> _What to do_
Exactly reproduce the lines from the line containing "TARGET = distant mountain range" to the end of the data below, inclusive, and nothing else.

> _Given data_
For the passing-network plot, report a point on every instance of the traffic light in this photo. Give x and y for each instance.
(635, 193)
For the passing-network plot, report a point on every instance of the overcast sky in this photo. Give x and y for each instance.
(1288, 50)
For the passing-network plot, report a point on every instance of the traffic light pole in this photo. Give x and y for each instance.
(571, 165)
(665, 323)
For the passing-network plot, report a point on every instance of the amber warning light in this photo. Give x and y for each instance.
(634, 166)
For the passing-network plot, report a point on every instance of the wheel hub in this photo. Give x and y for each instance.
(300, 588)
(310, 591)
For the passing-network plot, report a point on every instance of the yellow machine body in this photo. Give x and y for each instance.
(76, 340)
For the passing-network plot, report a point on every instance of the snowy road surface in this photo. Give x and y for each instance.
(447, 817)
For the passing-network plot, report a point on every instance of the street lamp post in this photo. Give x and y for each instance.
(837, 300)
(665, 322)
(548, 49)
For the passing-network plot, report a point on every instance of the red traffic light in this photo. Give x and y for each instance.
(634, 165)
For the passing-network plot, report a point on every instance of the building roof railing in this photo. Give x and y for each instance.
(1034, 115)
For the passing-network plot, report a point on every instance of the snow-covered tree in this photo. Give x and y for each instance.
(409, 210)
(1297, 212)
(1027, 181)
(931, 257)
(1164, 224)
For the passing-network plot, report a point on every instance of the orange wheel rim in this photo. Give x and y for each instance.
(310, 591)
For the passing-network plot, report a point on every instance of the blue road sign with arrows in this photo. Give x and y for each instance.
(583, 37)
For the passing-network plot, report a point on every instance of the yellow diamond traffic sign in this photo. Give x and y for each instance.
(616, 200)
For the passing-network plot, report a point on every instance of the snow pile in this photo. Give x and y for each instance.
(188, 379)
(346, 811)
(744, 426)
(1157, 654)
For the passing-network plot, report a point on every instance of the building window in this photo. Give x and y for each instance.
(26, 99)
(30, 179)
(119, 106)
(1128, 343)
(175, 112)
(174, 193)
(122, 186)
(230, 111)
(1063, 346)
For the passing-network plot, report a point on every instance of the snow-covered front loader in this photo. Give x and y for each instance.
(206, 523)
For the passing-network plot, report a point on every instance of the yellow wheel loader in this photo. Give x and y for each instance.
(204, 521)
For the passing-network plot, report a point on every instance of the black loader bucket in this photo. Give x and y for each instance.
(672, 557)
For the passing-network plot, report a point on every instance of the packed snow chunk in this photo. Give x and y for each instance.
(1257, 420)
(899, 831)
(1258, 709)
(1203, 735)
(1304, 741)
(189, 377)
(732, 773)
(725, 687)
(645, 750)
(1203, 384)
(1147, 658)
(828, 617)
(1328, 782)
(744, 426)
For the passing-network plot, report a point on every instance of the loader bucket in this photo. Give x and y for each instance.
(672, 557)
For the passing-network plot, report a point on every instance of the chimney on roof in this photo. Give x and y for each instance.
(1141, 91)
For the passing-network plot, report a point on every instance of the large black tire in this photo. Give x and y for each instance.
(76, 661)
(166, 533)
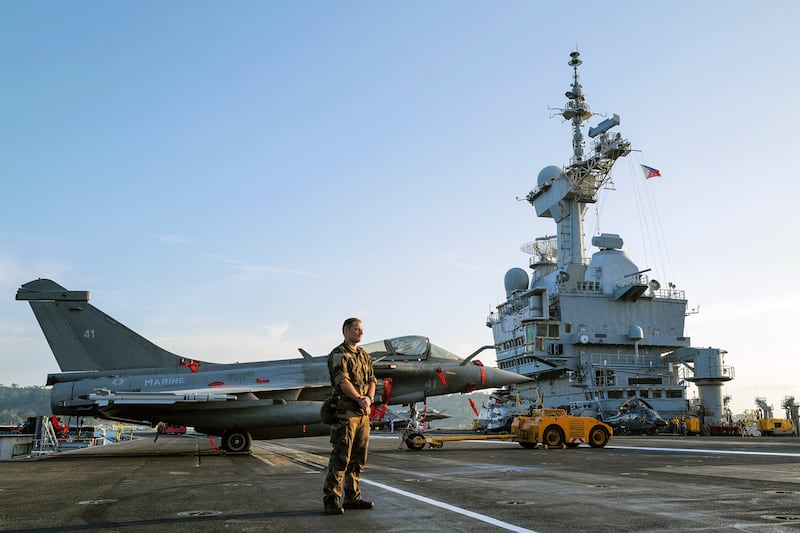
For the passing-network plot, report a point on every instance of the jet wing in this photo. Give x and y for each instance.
(104, 397)
(214, 392)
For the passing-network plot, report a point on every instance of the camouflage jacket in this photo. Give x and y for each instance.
(356, 367)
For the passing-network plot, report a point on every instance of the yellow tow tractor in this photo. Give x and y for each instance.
(549, 428)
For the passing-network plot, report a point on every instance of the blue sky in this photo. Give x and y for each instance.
(233, 179)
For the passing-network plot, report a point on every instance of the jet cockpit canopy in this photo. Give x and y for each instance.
(407, 348)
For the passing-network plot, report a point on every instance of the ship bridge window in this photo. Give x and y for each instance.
(555, 348)
(604, 377)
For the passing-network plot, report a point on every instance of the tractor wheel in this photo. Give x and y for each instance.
(598, 437)
(237, 441)
(415, 441)
(553, 437)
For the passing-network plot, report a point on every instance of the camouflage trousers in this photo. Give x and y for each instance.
(350, 440)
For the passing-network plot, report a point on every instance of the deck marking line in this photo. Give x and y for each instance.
(701, 450)
(435, 503)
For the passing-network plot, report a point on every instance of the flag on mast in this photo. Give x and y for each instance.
(650, 172)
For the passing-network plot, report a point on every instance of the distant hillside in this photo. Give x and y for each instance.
(18, 403)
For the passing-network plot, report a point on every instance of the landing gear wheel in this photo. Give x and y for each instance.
(415, 441)
(598, 437)
(236, 441)
(553, 438)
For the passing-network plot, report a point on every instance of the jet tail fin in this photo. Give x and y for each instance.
(84, 338)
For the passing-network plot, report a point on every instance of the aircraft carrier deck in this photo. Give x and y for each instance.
(651, 484)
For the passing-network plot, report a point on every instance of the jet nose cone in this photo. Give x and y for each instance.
(496, 378)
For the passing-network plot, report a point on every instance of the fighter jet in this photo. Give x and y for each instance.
(636, 416)
(108, 371)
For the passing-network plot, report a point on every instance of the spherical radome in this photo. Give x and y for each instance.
(547, 174)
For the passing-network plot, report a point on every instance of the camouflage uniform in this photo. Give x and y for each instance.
(350, 432)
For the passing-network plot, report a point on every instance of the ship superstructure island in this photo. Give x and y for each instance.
(597, 332)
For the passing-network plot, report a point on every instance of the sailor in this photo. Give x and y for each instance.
(353, 380)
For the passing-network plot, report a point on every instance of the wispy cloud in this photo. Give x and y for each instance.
(251, 271)
(172, 239)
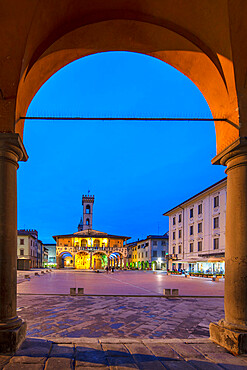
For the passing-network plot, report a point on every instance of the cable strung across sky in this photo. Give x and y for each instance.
(129, 119)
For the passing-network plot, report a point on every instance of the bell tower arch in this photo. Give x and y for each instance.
(87, 202)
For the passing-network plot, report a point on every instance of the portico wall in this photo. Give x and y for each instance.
(205, 40)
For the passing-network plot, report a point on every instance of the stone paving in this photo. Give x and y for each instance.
(120, 282)
(119, 354)
(125, 317)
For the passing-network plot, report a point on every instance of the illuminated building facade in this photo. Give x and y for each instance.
(29, 249)
(197, 231)
(151, 252)
(88, 248)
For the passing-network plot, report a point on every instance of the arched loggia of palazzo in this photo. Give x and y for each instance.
(117, 260)
(65, 260)
(99, 260)
(204, 40)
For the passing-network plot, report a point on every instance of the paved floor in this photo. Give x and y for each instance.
(37, 354)
(120, 282)
(125, 317)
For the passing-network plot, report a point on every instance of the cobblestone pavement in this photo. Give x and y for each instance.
(120, 282)
(125, 317)
(116, 354)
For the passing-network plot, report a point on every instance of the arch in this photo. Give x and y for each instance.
(65, 260)
(82, 260)
(99, 260)
(96, 243)
(211, 72)
(84, 243)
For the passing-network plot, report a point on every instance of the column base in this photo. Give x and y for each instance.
(12, 338)
(235, 341)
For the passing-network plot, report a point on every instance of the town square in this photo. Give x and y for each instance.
(123, 184)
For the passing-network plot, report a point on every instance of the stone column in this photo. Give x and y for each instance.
(91, 259)
(12, 328)
(231, 332)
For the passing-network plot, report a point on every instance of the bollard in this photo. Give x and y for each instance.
(167, 292)
(215, 278)
(72, 291)
(80, 291)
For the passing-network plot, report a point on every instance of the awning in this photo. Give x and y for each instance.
(216, 259)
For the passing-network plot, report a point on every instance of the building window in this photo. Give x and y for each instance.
(216, 243)
(191, 230)
(216, 201)
(191, 247)
(200, 227)
(216, 222)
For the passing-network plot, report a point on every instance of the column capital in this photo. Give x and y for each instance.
(12, 142)
(237, 151)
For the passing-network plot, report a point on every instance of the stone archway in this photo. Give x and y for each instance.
(82, 260)
(99, 260)
(204, 41)
(65, 259)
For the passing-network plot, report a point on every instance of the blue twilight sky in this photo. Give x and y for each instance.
(136, 170)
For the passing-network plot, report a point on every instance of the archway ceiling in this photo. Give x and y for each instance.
(200, 38)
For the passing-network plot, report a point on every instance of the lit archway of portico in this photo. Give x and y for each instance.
(179, 49)
(116, 260)
(82, 260)
(65, 259)
(205, 42)
(99, 260)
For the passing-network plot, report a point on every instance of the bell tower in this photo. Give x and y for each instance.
(87, 202)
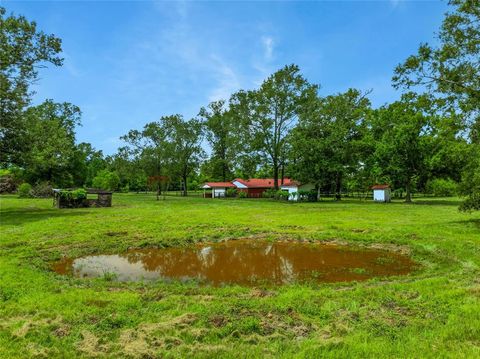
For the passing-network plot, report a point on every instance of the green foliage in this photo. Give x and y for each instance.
(51, 137)
(307, 196)
(472, 203)
(106, 180)
(7, 183)
(328, 143)
(268, 115)
(470, 185)
(242, 194)
(73, 195)
(450, 69)
(442, 187)
(402, 133)
(222, 133)
(269, 193)
(282, 195)
(397, 317)
(231, 192)
(25, 190)
(42, 190)
(23, 50)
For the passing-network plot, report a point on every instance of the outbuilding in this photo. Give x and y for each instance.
(219, 189)
(254, 187)
(294, 187)
(381, 193)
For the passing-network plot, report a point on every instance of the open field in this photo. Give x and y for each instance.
(434, 312)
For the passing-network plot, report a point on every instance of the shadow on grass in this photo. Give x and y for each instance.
(473, 221)
(22, 216)
(435, 202)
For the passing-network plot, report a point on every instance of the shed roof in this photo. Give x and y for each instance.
(380, 186)
(263, 182)
(218, 185)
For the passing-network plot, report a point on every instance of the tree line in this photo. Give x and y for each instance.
(428, 140)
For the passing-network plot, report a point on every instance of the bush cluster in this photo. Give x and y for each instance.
(25, 190)
(242, 194)
(442, 187)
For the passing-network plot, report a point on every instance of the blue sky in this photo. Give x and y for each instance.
(128, 63)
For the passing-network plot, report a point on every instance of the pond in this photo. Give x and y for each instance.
(243, 262)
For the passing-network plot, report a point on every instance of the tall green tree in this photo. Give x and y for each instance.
(51, 137)
(185, 139)
(268, 114)
(151, 148)
(451, 69)
(328, 141)
(86, 163)
(221, 131)
(23, 51)
(403, 136)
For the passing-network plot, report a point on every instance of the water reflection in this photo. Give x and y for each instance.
(245, 262)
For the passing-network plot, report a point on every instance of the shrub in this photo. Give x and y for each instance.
(269, 193)
(398, 193)
(282, 195)
(25, 190)
(77, 194)
(42, 190)
(106, 180)
(472, 203)
(307, 195)
(442, 187)
(7, 183)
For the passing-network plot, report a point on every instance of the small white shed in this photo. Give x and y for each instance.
(293, 188)
(381, 193)
(219, 189)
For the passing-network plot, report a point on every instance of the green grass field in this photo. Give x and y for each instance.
(434, 312)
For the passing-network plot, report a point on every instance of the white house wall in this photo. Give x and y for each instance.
(239, 185)
(379, 195)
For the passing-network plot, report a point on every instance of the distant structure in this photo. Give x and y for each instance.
(219, 189)
(255, 187)
(381, 193)
(66, 199)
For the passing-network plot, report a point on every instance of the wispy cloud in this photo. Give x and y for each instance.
(227, 81)
(268, 46)
(395, 3)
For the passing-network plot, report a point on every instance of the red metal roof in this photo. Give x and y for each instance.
(263, 182)
(220, 184)
(380, 186)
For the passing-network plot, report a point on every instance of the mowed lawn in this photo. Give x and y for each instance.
(433, 312)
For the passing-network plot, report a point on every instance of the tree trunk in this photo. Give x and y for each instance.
(408, 195)
(338, 187)
(275, 175)
(283, 173)
(185, 193)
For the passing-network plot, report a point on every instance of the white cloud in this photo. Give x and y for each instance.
(227, 80)
(395, 3)
(268, 47)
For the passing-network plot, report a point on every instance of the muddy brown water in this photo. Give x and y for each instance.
(244, 262)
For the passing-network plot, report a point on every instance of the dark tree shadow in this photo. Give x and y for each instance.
(28, 215)
(473, 221)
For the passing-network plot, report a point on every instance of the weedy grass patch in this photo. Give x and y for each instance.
(433, 312)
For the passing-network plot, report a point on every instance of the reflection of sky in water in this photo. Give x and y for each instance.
(246, 262)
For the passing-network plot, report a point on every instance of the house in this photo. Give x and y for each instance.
(255, 187)
(219, 189)
(381, 193)
(293, 187)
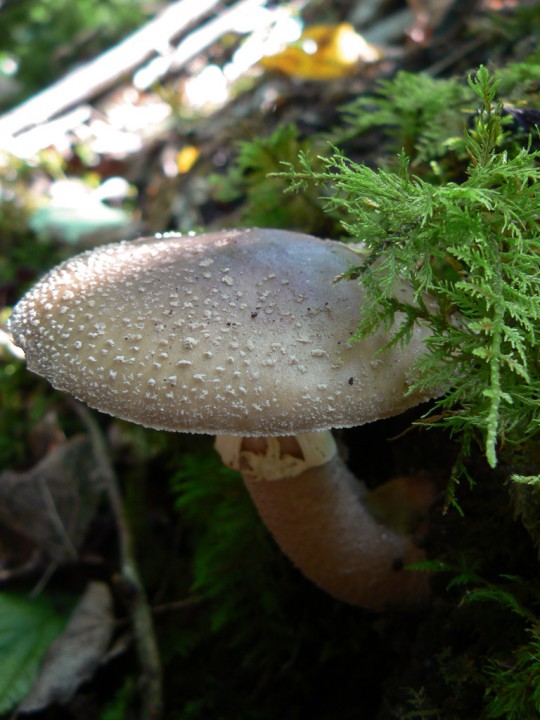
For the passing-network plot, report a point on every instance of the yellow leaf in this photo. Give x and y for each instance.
(323, 52)
(186, 157)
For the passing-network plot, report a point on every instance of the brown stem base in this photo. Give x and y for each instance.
(320, 523)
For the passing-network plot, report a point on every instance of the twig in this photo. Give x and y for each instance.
(141, 617)
(98, 74)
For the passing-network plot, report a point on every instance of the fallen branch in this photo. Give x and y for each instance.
(141, 617)
(98, 74)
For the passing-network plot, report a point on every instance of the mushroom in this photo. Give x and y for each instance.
(244, 335)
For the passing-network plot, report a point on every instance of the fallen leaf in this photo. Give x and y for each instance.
(323, 52)
(74, 656)
(27, 628)
(53, 503)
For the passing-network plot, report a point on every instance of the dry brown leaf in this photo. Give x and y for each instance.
(75, 655)
(53, 503)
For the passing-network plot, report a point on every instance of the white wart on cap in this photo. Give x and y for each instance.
(237, 332)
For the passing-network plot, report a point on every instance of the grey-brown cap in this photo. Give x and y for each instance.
(235, 332)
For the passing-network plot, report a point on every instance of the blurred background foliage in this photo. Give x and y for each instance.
(40, 39)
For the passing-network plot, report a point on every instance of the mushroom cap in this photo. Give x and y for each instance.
(241, 332)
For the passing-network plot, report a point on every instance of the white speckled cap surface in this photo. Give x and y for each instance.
(235, 332)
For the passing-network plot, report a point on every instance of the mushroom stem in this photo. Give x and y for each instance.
(319, 519)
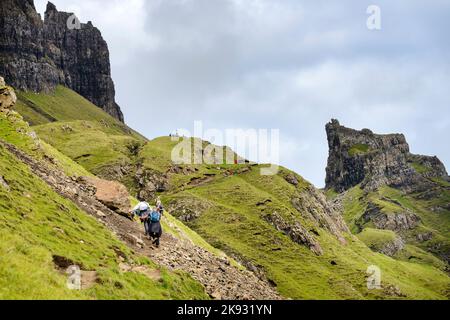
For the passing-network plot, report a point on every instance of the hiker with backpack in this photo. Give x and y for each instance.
(143, 211)
(154, 225)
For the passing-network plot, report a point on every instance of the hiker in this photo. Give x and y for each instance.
(154, 225)
(159, 205)
(143, 210)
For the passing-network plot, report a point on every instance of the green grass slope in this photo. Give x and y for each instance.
(392, 201)
(83, 132)
(38, 228)
(233, 223)
(36, 225)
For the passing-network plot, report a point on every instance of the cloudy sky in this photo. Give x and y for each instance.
(284, 64)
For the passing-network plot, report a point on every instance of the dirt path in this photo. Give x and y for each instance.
(220, 279)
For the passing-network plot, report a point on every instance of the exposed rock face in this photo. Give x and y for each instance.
(295, 231)
(398, 222)
(314, 206)
(150, 182)
(188, 208)
(391, 248)
(38, 55)
(112, 194)
(372, 160)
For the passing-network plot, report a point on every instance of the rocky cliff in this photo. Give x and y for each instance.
(37, 55)
(373, 160)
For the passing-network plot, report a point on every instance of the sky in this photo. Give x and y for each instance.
(290, 65)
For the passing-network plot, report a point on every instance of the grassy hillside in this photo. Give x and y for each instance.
(83, 132)
(228, 206)
(233, 223)
(391, 201)
(41, 233)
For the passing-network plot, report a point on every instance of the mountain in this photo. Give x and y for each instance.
(279, 229)
(389, 193)
(38, 55)
(69, 171)
(55, 214)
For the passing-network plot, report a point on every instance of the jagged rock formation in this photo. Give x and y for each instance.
(397, 222)
(7, 96)
(372, 160)
(38, 55)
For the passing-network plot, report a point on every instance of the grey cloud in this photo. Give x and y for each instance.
(290, 65)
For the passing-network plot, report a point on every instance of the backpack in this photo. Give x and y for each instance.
(155, 216)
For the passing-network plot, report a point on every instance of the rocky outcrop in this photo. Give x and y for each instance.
(150, 182)
(112, 194)
(372, 160)
(38, 55)
(391, 248)
(313, 205)
(7, 96)
(188, 208)
(397, 222)
(295, 231)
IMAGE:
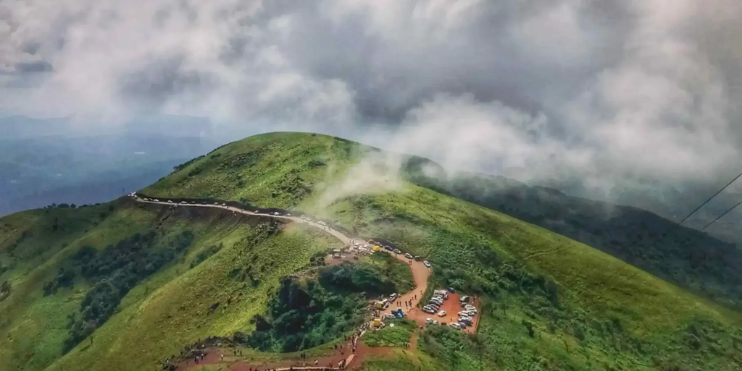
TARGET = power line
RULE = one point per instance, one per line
(698, 208)
(722, 215)
(677, 224)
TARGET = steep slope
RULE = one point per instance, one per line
(161, 308)
(549, 302)
(691, 259)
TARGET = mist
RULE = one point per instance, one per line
(590, 96)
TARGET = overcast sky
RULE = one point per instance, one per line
(605, 91)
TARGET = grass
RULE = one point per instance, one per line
(397, 271)
(389, 336)
(587, 310)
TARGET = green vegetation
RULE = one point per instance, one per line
(303, 315)
(398, 335)
(113, 273)
(690, 258)
(205, 254)
(364, 278)
(163, 310)
(392, 269)
(549, 302)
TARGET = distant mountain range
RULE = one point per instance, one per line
(45, 161)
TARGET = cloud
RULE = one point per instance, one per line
(611, 93)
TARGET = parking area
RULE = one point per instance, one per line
(452, 307)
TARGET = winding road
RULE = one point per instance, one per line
(419, 271)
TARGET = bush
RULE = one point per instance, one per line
(304, 315)
(114, 270)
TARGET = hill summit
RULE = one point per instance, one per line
(126, 285)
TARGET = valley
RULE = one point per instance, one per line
(259, 280)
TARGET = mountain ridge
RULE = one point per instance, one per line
(603, 312)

> _Task result_
TARGET = distant mountain range
RULE = one point per instance, one per line
(45, 161)
TARGET = cloud
RULE = one point per instance, one per line
(611, 93)
TARGET = parking area
RULE = one point per instance, one per line
(452, 307)
TARGET = winding road
RULE = one point per instance, one per line
(419, 271)
TARGET = bush
RULE = one point per instance, one per line
(304, 315)
(114, 270)
TARGET = hill summit
RULE = one point per instance, one per line
(126, 285)
TARGET = valley
RULE = one point per instance, one per line
(259, 280)
TARGET = mountain ridge
RULE = one point per instance, one per line
(603, 312)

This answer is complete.